[Object position labeling items]
################
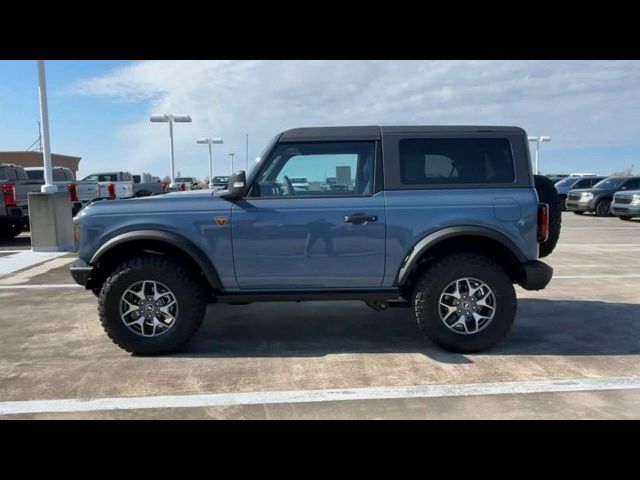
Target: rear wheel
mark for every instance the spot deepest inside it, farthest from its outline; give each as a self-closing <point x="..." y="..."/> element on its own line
<point x="152" y="305"/>
<point x="464" y="303"/>
<point x="603" y="208"/>
<point x="548" y="194"/>
<point x="10" y="230"/>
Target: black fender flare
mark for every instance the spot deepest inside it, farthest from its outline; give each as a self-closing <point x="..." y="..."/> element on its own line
<point x="434" y="238"/>
<point x="182" y="243"/>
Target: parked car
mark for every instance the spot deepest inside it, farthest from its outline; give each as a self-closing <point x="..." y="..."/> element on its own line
<point x="185" y="183"/>
<point x="219" y="183"/>
<point x="598" y="198"/>
<point x="15" y="186"/>
<point x="443" y="220"/>
<point x="146" y="185"/>
<point x="63" y="178"/>
<point x="113" y="184"/>
<point x="574" y="182"/>
<point x="626" y="205"/>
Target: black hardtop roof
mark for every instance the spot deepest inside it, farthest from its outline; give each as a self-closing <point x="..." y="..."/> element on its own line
<point x="375" y="132"/>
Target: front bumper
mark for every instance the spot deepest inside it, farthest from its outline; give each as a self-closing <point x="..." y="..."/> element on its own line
<point x="576" y="206"/>
<point x="537" y="275"/>
<point x="82" y="272"/>
<point x="625" y="209"/>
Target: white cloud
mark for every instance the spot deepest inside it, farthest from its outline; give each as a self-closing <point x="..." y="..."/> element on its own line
<point x="578" y="103"/>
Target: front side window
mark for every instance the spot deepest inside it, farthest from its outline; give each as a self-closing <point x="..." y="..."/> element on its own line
<point x="586" y="183"/>
<point x="451" y="161"/>
<point x="609" y="183"/>
<point x="35" y="174"/>
<point x="317" y="169"/>
<point x="633" y="184"/>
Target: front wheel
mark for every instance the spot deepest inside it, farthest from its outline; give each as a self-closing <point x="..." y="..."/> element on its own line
<point x="465" y="303"/>
<point x="152" y="305"/>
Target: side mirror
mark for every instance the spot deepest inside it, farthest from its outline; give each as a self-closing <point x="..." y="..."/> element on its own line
<point x="237" y="187"/>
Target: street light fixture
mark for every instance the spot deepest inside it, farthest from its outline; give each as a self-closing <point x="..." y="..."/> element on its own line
<point x="538" y="141"/>
<point x="231" y="154"/>
<point x="210" y="142"/>
<point x="170" y="118"/>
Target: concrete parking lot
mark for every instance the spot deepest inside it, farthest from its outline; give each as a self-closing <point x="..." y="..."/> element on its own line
<point x="574" y="351"/>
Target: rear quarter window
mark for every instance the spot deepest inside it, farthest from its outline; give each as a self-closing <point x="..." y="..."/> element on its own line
<point x="455" y="161"/>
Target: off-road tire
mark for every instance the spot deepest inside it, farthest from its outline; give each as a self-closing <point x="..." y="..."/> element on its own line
<point x="435" y="278"/>
<point x="10" y="230"/>
<point x="189" y="291"/>
<point x="603" y="208"/>
<point x="548" y="194"/>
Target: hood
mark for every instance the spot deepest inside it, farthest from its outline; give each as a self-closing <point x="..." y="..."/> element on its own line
<point x="595" y="191"/>
<point x="175" y="201"/>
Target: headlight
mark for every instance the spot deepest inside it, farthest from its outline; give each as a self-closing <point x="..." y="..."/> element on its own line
<point x="586" y="196"/>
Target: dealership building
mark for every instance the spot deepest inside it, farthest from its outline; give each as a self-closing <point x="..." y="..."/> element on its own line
<point x="35" y="159"/>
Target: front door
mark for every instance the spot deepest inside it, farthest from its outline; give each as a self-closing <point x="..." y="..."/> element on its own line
<point x="312" y="220"/>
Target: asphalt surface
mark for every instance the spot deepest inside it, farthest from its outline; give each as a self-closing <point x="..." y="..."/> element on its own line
<point x="584" y="327"/>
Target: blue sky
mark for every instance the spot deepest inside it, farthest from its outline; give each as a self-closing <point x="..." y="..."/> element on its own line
<point x="99" y="109"/>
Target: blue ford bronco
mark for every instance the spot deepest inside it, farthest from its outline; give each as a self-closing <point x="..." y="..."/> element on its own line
<point x="442" y="220"/>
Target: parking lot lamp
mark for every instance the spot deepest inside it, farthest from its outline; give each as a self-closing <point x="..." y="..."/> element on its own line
<point x="48" y="186"/>
<point x="538" y="141"/>
<point x="210" y="142"/>
<point x="170" y="118"/>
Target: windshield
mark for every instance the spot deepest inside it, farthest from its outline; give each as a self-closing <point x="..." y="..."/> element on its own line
<point x="567" y="182"/>
<point x="35" y="174"/>
<point x="609" y="183"/>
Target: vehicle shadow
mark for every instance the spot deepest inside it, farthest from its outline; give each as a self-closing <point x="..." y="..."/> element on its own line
<point x="21" y="241"/>
<point x="316" y="329"/>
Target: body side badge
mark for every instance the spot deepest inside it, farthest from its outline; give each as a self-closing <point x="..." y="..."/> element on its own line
<point x="221" y="220"/>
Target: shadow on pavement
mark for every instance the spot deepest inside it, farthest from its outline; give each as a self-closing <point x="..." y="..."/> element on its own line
<point x="21" y="241"/>
<point x="315" y="329"/>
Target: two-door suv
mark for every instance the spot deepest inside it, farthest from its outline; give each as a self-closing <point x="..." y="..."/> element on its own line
<point x="444" y="220"/>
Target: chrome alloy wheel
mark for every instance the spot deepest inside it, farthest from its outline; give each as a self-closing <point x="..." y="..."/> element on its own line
<point x="467" y="306"/>
<point x="148" y="308"/>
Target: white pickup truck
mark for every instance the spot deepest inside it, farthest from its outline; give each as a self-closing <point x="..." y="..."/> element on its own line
<point x="112" y="184"/>
<point x="65" y="180"/>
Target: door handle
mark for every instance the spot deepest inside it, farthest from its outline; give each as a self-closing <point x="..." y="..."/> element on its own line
<point x="360" y="219"/>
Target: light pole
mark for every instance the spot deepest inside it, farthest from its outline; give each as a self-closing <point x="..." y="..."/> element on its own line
<point x="538" y="141"/>
<point x="170" y="118"/>
<point x="48" y="186"/>
<point x="210" y="142"/>
<point x="231" y="154"/>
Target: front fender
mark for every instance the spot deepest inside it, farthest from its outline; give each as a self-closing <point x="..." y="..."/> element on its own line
<point x="171" y="238"/>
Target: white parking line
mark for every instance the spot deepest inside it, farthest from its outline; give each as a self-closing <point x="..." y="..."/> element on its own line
<point x="306" y="396"/>
<point x="39" y="287"/>
<point x="25" y="275"/>
<point x="25" y="259"/>
<point x="622" y="275"/>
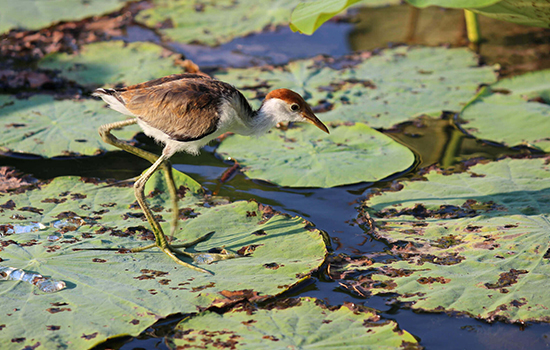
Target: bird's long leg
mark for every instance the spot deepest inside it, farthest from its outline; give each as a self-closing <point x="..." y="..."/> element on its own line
<point x="162" y="162"/>
<point x="105" y="133"/>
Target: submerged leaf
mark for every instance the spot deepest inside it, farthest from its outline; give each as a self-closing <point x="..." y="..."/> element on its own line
<point x="48" y="127"/>
<point x="112" y="62"/>
<point x="308" y="324"/>
<point x="35" y="14"/>
<point x="306" y="157"/>
<point x="216" y="22"/>
<point x="477" y="241"/>
<point x="127" y="292"/>
<point x="307" y="17"/>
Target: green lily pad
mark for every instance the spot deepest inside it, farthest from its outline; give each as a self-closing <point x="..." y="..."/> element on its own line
<point x="109" y="293"/>
<point x="111" y="63"/>
<point x="511" y="111"/>
<point x="48" y="127"/>
<point x="307" y="17"/>
<point x="461" y="4"/>
<point x="530" y="13"/>
<point x="388" y="88"/>
<point x="404" y="83"/>
<point x="36" y="14"/>
<point x="309" y="324"/>
<point x="477" y="242"/>
<point x="306" y="157"/>
<point x="302" y="76"/>
<point x="217" y="22"/>
<point x="527" y="12"/>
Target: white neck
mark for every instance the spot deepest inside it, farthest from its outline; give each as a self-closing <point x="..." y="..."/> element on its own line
<point x="272" y="112"/>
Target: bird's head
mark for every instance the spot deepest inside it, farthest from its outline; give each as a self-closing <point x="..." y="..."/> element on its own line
<point x="287" y="106"/>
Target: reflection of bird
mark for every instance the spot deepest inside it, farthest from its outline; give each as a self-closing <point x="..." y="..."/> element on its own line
<point x="185" y="112"/>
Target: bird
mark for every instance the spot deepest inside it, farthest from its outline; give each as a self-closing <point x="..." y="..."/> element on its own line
<point x="184" y="112"/>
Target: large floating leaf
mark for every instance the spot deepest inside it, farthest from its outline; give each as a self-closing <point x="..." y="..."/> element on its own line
<point x="47" y="127"/>
<point x="303" y="76"/>
<point x="478" y="241"/>
<point x="307" y="17"/>
<point x="35" y="14"/>
<point x="306" y="157"/>
<point x="513" y="111"/>
<point x="113" y="62"/>
<point x="452" y="3"/>
<point x="527" y="12"/>
<point x="111" y="294"/>
<point x="215" y="22"/>
<point x="388" y="88"/>
<point x="403" y="83"/>
<point x="531" y="13"/>
<point x="306" y="325"/>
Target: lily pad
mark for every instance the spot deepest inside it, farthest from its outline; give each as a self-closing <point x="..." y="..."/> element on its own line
<point x="475" y="242"/>
<point x="403" y="83"/>
<point x="44" y="126"/>
<point x="35" y="14"/>
<point x="304" y="157"/>
<point x="527" y="12"/>
<point x="309" y="324"/>
<point x="452" y="3"/>
<point x="307" y="17"/>
<point x="216" y="22"/>
<point x="111" y="63"/>
<point x="530" y="13"/>
<point x="513" y="111"/>
<point x="111" y="293"/>
<point x="302" y="76"/>
<point x="388" y="88"/>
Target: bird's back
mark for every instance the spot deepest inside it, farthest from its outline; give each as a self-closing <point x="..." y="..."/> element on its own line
<point x="185" y="107"/>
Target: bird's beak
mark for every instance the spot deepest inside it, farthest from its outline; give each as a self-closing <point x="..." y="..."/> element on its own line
<point x="311" y="118"/>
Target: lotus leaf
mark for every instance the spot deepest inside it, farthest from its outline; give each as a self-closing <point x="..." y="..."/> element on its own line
<point x="477" y="241"/>
<point x="403" y="83"/>
<point x="80" y="218"/>
<point x="111" y="63"/>
<point x="217" y="22"/>
<point x="309" y="324"/>
<point x="511" y="111"/>
<point x="527" y="12"/>
<point x="388" y="88"/>
<point x="302" y="76"/>
<point x="307" y="17"/>
<point x="452" y="3"/>
<point x="304" y="157"/>
<point x="48" y="127"/>
<point x="35" y="14"/>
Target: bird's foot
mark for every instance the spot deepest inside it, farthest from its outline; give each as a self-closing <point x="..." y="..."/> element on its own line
<point x="199" y="257"/>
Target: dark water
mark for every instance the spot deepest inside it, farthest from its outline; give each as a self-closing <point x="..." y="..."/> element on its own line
<point x="438" y="141"/>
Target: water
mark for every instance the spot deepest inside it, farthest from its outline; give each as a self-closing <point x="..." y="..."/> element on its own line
<point x="518" y="48"/>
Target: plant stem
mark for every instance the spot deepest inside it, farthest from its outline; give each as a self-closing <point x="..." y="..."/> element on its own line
<point x="472" y="26"/>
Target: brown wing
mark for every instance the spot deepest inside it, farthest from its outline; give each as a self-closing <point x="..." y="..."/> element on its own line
<point x="183" y="106"/>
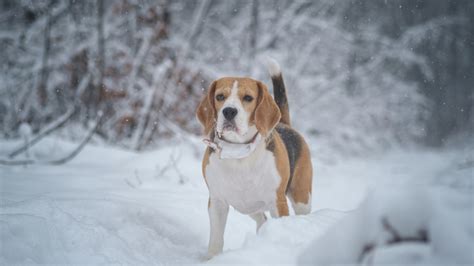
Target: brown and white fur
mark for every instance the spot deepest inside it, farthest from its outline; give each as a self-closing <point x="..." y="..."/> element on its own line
<point x="279" y="167"/>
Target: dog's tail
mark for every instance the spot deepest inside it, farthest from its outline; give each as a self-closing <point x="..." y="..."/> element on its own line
<point x="279" y="90"/>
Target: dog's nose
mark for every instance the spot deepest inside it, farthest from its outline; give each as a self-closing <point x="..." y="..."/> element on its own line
<point x="229" y="113"/>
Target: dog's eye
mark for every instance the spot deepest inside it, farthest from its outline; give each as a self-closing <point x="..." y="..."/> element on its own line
<point x="220" y="97"/>
<point x="248" y="98"/>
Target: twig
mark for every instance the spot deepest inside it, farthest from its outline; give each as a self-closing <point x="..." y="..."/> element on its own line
<point x="369" y="248"/>
<point x="63" y="160"/>
<point x="44" y="132"/>
<point x="81" y="146"/>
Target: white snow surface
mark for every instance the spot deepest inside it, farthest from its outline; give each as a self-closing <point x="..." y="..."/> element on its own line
<point x="114" y="206"/>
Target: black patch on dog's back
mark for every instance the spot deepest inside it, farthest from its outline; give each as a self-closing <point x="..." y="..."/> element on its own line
<point x="292" y="141"/>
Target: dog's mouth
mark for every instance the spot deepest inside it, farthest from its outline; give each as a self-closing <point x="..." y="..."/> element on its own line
<point x="229" y="126"/>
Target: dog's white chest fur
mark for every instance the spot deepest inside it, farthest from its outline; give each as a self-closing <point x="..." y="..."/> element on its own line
<point x="249" y="184"/>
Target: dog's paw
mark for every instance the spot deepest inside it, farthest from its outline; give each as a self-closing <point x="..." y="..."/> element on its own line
<point x="209" y="255"/>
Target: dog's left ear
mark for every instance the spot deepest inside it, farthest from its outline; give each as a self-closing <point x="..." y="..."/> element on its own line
<point x="206" y="112"/>
<point x="267" y="113"/>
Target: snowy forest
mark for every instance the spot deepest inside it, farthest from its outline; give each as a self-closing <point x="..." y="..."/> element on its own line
<point x="100" y="145"/>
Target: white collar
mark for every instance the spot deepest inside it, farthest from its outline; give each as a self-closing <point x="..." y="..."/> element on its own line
<point x="231" y="150"/>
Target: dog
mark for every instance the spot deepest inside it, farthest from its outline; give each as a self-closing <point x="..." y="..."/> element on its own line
<point x="254" y="158"/>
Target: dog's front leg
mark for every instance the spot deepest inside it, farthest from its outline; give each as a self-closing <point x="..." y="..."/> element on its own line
<point x="218" y="211"/>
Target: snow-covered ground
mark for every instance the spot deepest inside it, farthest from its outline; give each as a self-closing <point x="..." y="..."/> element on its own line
<point x="114" y="206"/>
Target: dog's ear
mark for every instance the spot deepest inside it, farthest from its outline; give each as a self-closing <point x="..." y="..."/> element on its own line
<point x="267" y="113"/>
<point x="206" y="112"/>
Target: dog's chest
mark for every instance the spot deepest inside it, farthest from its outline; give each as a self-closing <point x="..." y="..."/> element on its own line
<point x="249" y="185"/>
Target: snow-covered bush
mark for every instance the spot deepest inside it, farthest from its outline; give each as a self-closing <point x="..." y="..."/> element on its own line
<point x="361" y="75"/>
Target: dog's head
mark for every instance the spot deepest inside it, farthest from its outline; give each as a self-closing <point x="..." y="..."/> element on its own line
<point x="237" y="108"/>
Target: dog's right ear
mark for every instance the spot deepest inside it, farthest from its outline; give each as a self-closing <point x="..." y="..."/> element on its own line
<point x="206" y="112"/>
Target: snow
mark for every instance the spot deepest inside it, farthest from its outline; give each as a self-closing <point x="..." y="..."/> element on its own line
<point x="109" y="205"/>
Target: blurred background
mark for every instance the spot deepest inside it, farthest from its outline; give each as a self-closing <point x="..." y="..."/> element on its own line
<point x="362" y="76"/>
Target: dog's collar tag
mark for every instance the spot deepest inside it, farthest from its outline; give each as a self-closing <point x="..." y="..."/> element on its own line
<point x="229" y="150"/>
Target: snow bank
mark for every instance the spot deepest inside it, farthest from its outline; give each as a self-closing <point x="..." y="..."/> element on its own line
<point x="410" y="226"/>
<point x="109" y="205"/>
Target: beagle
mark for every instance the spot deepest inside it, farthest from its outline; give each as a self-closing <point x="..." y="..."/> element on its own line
<point x="254" y="159"/>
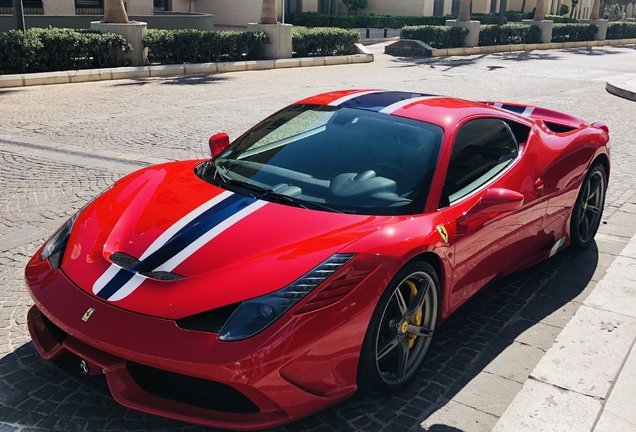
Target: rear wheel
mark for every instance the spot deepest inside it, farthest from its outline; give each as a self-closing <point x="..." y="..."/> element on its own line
<point x="400" y="330"/>
<point x="588" y="209"/>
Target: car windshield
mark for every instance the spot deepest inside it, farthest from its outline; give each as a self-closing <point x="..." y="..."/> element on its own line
<point x="333" y="159"/>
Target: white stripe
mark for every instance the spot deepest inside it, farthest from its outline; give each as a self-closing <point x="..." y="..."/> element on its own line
<point x="105" y="278"/>
<point x="170" y="232"/>
<point x="527" y="112"/>
<point x="353" y="96"/>
<point x="161" y="240"/>
<point x="396" y="106"/>
<point x="128" y="288"/>
<point x="205" y="238"/>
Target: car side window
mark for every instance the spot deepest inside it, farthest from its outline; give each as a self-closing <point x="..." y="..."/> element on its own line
<point x="482" y="149"/>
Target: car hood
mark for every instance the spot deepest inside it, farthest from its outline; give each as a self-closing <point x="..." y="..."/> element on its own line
<point x="165" y="243"/>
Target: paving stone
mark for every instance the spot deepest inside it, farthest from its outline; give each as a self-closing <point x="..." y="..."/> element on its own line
<point x="460" y="417"/>
<point x="488" y="393"/>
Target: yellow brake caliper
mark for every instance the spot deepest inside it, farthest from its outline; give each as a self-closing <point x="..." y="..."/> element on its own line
<point x="417" y="318"/>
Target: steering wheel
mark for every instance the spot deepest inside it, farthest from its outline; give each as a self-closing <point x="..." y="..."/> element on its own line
<point x="391" y="171"/>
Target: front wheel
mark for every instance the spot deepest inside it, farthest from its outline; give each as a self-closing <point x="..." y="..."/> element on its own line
<point x="588" y="209"/>
<point x="400" y="330"/>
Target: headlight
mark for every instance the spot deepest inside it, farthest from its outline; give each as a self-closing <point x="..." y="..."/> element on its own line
<point x="54" y="247"/>
<point x="57" y="243"/>
<point x="254" y="315"/>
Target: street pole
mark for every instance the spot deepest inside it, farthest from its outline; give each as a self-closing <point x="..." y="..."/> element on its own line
<point x="502" y="11"/>
<point x="18" y="15"/>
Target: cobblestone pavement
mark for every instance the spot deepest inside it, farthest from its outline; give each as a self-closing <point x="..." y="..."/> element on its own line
<point x="60" y="145"/>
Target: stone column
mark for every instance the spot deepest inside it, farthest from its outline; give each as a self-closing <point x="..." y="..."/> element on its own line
<point x="280" y="44"/>
<point x="472" y="38"/>
<point x="133" y="32"/>
<point x="601" y="25"/>
<point x="546" y="29"/>
<point x="59" y="7"/>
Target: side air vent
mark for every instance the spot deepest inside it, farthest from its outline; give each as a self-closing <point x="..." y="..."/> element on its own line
<point x="129" y="262"/>
<point x="124" y="260"/>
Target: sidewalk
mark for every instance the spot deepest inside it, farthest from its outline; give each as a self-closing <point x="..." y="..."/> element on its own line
<point x="587" y="380"/>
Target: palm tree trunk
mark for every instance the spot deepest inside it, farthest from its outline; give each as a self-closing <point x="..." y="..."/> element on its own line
<point x="539" y="13"/>
<point x="464" y="10"/>
<point x="114" y="12"/>
<point x="594" y="11"/>
<point x="268" y="12"/>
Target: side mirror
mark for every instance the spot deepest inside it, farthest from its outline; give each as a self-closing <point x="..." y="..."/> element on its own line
<point x="498" y="201"/>
<point x="218" y="143"/>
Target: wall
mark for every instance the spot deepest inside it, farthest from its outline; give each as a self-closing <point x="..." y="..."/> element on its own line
<point x="199" y="22"/>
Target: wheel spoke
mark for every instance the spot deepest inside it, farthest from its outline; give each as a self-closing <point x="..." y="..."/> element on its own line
<point x="418" y="301"/>
<point x="399" y="298"/>
<point x="403" y="358"/>
<point x="419" y="331"/>
<point x="387" y="348"/>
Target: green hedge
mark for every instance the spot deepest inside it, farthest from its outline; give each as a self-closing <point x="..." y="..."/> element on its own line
<point x="573" y="32"/>
<point x="509" y="34"/>
<point x="57" y="49"/>
<point x="321" y="41"/>
<point x="436" y="36"/>
<point x="622" y="30"/>
<point x="196" y="46"/>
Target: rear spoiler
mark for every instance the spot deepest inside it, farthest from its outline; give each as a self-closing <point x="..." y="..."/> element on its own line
<point x="555" y="120"/>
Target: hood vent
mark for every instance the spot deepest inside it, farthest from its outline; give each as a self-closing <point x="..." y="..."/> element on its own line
<point x="129" y="262"/>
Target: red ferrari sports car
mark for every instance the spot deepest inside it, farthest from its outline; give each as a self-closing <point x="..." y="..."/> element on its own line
<point x="313" y="256"/>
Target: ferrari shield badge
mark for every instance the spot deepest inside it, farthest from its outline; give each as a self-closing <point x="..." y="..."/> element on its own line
<point x="88" y="314"/>
<point x="441" y="229"/>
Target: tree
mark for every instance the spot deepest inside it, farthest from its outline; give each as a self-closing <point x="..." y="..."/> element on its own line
<point x="114" y="12"/>
<point x="354" y="5"/>
<point x="268" y="12"/>
<point x="464" y="10"/>
<point x="539" y="12"/>
<point x="596" y="4"/>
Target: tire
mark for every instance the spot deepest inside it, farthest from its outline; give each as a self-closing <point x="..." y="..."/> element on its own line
<point x="588" y="208"/>
<point x="398" y="337"/>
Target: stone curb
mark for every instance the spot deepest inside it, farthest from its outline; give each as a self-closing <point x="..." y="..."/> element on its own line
<point x="528" y="47"/>
<point x="620" y="88"/>
<point x="66" y="77"/>
<point x="570" y="386"/>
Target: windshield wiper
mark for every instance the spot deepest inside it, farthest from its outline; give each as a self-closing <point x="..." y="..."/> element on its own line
<point x="268" y="194"/>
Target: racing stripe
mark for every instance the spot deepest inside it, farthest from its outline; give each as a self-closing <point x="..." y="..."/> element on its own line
<point x="379" y="100"/>
<point x="178" y="242"/>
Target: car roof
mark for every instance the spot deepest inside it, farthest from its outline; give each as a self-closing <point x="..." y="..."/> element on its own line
<point x="440" y="110"/>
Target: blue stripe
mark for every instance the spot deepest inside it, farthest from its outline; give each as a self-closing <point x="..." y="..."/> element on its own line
<point x="513" y="108"/>
<point x="378" y="101"/>
<point x="115" y="283"/>
<point x="191" y="232"/>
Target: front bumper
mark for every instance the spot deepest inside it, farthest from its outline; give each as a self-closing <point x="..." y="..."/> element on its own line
<point x="293" y="369"/>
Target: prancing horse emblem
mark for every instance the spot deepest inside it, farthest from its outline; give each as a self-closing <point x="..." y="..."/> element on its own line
<point x="441" y="229"/>
<point x="88" y="314"/>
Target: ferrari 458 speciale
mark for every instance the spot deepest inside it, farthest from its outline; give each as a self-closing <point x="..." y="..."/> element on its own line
<point x="313" y="256"/>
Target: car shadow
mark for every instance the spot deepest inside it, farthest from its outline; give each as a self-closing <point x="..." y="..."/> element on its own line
<point x="35" y="394"/>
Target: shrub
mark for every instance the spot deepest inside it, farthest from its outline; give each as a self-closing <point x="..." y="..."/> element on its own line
<point x="573" y="32"/>
<point x="436" y="36"/>
<point x="621" y="30"/>
<point x="323" y="41"/>
<point x="196" y="46"/>
<point x="509" y="34"/>
<point x="355" y="5"/>
<point x="564" y="9"/>
<point x="557" y="19"/>
<point x="56" y="49"/>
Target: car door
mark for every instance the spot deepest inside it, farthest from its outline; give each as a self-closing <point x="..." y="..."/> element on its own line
<point x="490" y="204"/>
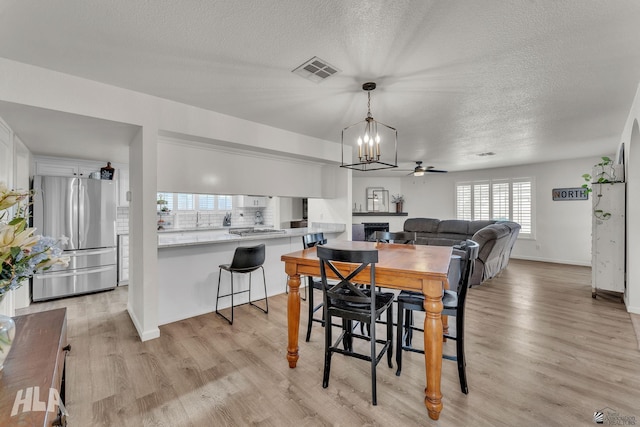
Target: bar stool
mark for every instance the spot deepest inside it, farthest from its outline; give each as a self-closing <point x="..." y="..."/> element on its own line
<point x="245" y="261"/>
################
## What is needed
Rename "Target" to "Object" in the items from the line containing "Target: car door" through the end, inclusive, and leave everything else unchanged. Omit the pictures from your answer.

## Right answer
Object: car door
mark for every instance the spot deepest inside it, farthest from its outline; give each as a self-closing <point x="..." y="..."/> element on its own line
<point x="490" y="204"/>
Object: bar stool
mark for every instance the spot deepest inside it, farthest from its outline; give each as a self-closing <point x="..." y="..."/> element on its own line
<point x="245" y="261"/>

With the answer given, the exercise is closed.